%%
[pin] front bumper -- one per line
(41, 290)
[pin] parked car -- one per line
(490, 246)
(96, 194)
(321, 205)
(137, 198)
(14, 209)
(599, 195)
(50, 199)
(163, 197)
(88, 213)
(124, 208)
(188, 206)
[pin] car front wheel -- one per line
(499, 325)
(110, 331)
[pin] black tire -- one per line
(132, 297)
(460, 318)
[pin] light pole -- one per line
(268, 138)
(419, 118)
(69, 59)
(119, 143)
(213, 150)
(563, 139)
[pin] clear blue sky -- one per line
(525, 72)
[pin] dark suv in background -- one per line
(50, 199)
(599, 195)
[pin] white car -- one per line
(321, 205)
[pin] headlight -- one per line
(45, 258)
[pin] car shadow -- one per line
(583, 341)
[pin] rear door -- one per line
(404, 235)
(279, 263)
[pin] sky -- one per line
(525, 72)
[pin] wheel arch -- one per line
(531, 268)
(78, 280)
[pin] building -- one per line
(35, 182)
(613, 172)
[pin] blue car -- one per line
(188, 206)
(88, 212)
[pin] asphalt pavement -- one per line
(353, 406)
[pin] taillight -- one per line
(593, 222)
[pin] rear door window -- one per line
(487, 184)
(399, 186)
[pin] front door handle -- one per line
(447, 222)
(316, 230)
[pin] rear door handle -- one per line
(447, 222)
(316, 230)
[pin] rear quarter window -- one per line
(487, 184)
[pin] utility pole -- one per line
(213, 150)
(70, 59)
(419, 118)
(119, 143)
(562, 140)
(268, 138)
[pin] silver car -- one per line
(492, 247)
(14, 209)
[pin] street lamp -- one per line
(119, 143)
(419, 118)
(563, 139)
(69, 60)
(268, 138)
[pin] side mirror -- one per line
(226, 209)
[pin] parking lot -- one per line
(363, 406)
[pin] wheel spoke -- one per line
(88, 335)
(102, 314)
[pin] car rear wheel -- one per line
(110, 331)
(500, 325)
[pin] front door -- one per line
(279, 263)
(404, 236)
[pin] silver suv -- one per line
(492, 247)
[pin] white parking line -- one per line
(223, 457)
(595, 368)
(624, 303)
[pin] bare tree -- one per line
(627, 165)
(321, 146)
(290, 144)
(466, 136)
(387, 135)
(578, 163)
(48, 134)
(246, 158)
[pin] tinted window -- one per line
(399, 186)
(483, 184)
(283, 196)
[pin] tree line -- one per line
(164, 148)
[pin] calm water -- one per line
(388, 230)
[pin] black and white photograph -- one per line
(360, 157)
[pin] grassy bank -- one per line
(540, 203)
%%
ÉNONCÉ DE LA TÂCHE:
Mettez en forme, s'il vous plaît, ces lignes en un tableau Markdown à deux colonnes, « N° » pour le numéro de ligne et « Ligne » pour son texte, sans les lignes vides. Incluez tous les enregistrements.

CORRIGÉ:
| N° | Ligne |
|---|---|
| 1 | [pin] front bumper -- one per line |
| 2 | (41, 290) |
| 3 | [pin] parked car -- one per line |
| 4 | (490, 246) |
| 5 | (96, 194) |
| 6 | (321, 205) |
| 7 | (137, 198) |
| 8 | (14, 209) |
| 9 | (599, 195) |
| 10 | (50, 199) |
| 11 | (163, 197) |
| 12 | (88, 213) |
| 13 | (124, 208) |
| 14 | (188, 206) |
| 15 | [pin] car front wheel -- one per line |
| 16 | (499, 325) |
| 17 | (110, 331) |
| 18 | [pin] black tire -- one per line |
| 19 | (132, 297) |
| 20 | (460, 318) |
| 21 | [pin] light pole -- one per line |
| 22 | (268, 138) |
| 23 | (419, 118) |
| 24 | (69, 59) |
| 25 | (119, 143) |
| 26 | (213, 150) |
| 27 | (563, 139) |
| 28 | [pin] clear blue sky -- one per line |
| 29 | (525, 72) |
| 30 | [pin] dark suv in background -- one per line |
| 31 | (50, 199) |
| 32 | (599, 195) |
| 33 | [pin] white car -- one per line |
| 34 | (321, 205) |
| 35 | [pin] headlight -- one per line |
| 36 | (45, 258) |
| 37 | [pin] car shadow -- one per line |
| 38 | (583, 341) |
| 39 | [pin] rear door -- one per line |
| 40 | (404, 235) |
| 41 | (279, 263) |
| 42 | [pin] sky -- one per line |
| 43 | (525, 72) |
| 44 | [pin] wheel arch -- one per line |
| 45 | (531, 268) |
| 46 | (78, 280) |
| 47 | [pin] building -- one per line |
| 48 | (35, 182) |
| 49 | (613, 172) |
| 50 | [pin] blue car -- one per line |
| 51 | (188, 206) |
| 52 | (88, 212) |
| 53 | [pin] asphalt pavement -- one per line |
| 54 | (353, 406) |
| 55 | [pin] taillight -- one per line |
| 56 | (593, 222) |
| 57 | [pin] rear door window -- one per line |
| 58 | (487, 184) |
| 59 | (399, 186) |
| 60 | [pin] front door handle -- one per line |
| 61 | (447, 222) |
| 62 | (316, 230) |
| 63 | [pin] rear door handle -- one per line |
| 64 | (447, 222) |
| 65 | (316, 230) |
| 66 | [pin] rear quarter window -- one per line |
| 67 | (487, 184) |
| 68 | [pin] utility pole -- one per line |
| 69 | (213, 150) |
| 70 | (70, 59) |
| 71 | (419, 118) |
| 72 | (119, 143) |
| 73 | (562, 140) |
| 74 | (268, 138) |
| 75 | [pin] silver car -- one per line |
| 76 | (492, 247) |
| 77 | (14, 209) |
| 78 | [pin] street lamp -- one per line |
| 79 | (119, 143) |
| 80 | (419, 118) |
| 81 | (563, 139) |
| 82 | (69, 60) |
| 83 | (268, 138) |
| 84 | [pin] side mirror -- one per line |
| 85 | (226, 209) |
| 86 | [pin] parking lot -- one per line |
| 87 | (363, 406) |
| 88 | [pin] wheel spoke -- one per line |
| 89 | (88, 335) |
| 90 | (102, 314) |
| 91 | [pin] car rear wheel -- one per line |
| 92 | (110, 331) |
| 93 | (500, 325) |
| 94 | [pin] front door -- one per line |
| 95 | (279, 263) |
| 96 | (404, 236) |
| 97 | [pin] silver suv -- one per line |
| 98 | (492, 247) |
| 99 | [pin] white parking line -- one per line |
| 100 | (223, 457) |
| 101 | (595, 368) |
| 102 | (624, 303) |
| 103 | [pin] bare tree -- one per line |
| 104 | (627, 165) |
| 105 | (321, 146) |
| 106 | (290, 144) |
| 107 | (466, 136) |
| 108 | (387, 135) |
| 109 | (578, 163) |
| 110 | (48, 134) |
| 111 | (246, 158) |
| 112 | [pin] tinted window -- one per line |
| 113 | (399, 186) |
| 114 | (483, 184) |
| 115 | (283, 196) |
| 116 | [pin] tree line -- one per line |
| 117 | (164, 148) |
| 118 | [pin] calm water -- one per line |
| 119 | (388, 230) |
| 120 | [pin] black and white photograph -- one per line |
| 121 | (360, 157) |
| 122 | [pin] grassy bank -- one per line |
| 123 | (540, 203) |